Items from a data source:
:::
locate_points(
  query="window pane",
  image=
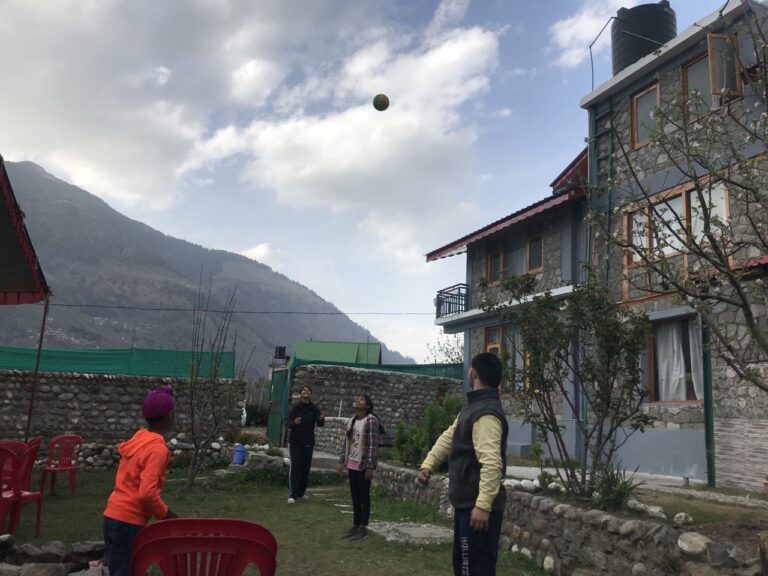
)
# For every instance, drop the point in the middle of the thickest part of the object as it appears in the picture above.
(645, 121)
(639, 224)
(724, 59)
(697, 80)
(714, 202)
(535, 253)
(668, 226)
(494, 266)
:::
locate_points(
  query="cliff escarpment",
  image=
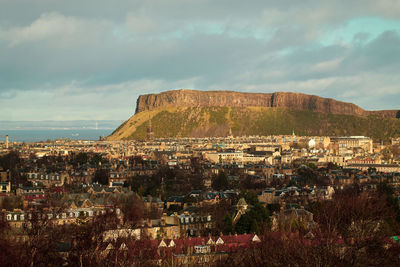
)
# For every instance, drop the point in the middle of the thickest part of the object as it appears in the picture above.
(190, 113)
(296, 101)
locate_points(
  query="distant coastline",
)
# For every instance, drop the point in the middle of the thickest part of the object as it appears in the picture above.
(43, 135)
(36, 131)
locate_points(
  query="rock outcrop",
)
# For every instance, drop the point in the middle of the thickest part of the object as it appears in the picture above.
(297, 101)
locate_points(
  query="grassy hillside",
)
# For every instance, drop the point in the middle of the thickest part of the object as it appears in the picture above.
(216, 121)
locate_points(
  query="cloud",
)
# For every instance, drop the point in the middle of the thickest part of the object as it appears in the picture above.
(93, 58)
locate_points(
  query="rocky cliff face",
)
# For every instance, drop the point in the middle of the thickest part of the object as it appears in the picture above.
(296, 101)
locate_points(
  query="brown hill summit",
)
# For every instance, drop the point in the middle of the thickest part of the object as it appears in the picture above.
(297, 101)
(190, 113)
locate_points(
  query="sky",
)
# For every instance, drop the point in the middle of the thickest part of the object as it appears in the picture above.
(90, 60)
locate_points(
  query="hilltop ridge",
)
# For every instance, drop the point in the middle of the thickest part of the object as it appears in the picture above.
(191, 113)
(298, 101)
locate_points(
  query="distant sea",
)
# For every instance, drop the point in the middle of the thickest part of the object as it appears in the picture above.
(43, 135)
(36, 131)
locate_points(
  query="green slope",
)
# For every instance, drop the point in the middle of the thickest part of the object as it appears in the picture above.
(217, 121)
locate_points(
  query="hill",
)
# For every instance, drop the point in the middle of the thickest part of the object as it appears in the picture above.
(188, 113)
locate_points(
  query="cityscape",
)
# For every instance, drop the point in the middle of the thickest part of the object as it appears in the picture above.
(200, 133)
:::
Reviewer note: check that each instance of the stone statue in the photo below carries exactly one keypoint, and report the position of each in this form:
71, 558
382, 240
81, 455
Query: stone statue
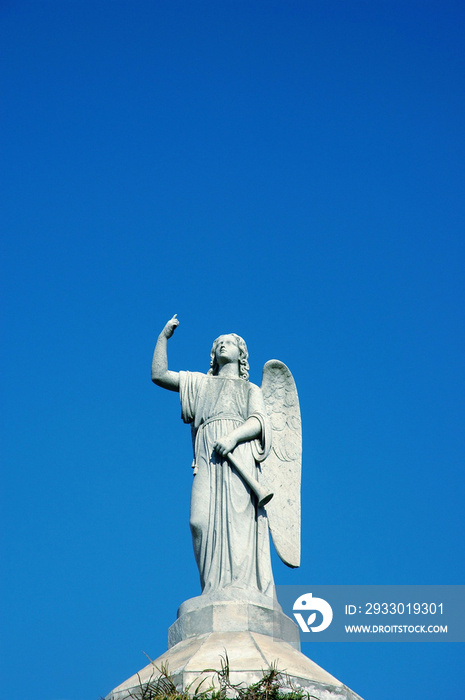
:::
• What you have to do: Report every line of the material above that contains the string "cliff", copying each line in full.

• Problem solution:
  query="cliff escarpment",
  query="rocky cliff face",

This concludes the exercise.